_Input for this task:_

····················

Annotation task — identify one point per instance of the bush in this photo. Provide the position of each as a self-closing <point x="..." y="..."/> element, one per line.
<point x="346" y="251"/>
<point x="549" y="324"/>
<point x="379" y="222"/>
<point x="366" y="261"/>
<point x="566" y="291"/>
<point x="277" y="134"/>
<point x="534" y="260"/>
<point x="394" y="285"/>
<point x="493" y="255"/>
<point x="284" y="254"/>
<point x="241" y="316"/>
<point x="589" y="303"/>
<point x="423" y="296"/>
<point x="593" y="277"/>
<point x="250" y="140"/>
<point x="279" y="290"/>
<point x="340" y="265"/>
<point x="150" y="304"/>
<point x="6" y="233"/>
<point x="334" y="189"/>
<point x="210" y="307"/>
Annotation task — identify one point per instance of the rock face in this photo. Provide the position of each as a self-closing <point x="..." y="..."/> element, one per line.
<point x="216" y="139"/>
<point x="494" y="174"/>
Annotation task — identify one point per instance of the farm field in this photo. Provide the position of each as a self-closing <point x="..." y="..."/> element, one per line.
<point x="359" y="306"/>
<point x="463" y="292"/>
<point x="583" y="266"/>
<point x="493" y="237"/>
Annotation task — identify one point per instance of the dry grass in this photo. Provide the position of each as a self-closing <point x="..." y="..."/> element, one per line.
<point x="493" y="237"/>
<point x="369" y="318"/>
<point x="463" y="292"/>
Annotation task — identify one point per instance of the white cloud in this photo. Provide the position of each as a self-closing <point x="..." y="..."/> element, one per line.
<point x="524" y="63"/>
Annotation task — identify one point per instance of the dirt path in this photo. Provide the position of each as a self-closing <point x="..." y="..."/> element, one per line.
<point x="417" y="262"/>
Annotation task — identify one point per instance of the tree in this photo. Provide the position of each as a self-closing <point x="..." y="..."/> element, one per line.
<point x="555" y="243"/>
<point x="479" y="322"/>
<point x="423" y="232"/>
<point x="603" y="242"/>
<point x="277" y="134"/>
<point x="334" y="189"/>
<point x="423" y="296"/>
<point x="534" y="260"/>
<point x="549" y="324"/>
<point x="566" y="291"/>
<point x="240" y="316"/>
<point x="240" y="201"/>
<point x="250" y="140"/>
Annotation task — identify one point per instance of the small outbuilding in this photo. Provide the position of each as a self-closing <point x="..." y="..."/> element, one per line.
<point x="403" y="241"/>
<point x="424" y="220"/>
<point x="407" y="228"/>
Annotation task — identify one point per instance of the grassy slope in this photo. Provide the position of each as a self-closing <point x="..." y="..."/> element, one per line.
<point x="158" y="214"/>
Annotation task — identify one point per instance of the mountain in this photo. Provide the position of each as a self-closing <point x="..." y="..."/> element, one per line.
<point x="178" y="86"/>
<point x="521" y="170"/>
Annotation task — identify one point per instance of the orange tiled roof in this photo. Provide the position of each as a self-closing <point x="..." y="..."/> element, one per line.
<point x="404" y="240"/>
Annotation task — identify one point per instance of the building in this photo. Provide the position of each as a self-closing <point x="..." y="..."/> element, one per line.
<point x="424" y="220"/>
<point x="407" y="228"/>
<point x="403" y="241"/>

····················

Reproduce, character for character, the stretch of the records above from the line containing "of the mountain" through the end of the records.

_Written answer:_
Annotation task — identify one point per instance of the mountain in this photo. Provide the position of each as a self-closing <point x="..." y="..."/> element, one per line.
<point x="178" y="86"/>
<point x="521" y="170"/>
Annotation task — identify one point per instance of the orange tiled roof in this photo. Provide the position of each as a self-closing <point x="..." y="..."/> element, one per line.
<point x="404" y="240"/>
Annotation task — identify one point per instance of the building in this photo. Provide the position of each as a self-closing <point x="..." y="..."/> element, one per line.
<point x="424" y="220"/>
<point x="407" y="228"/>
<point x="403" y="241"/>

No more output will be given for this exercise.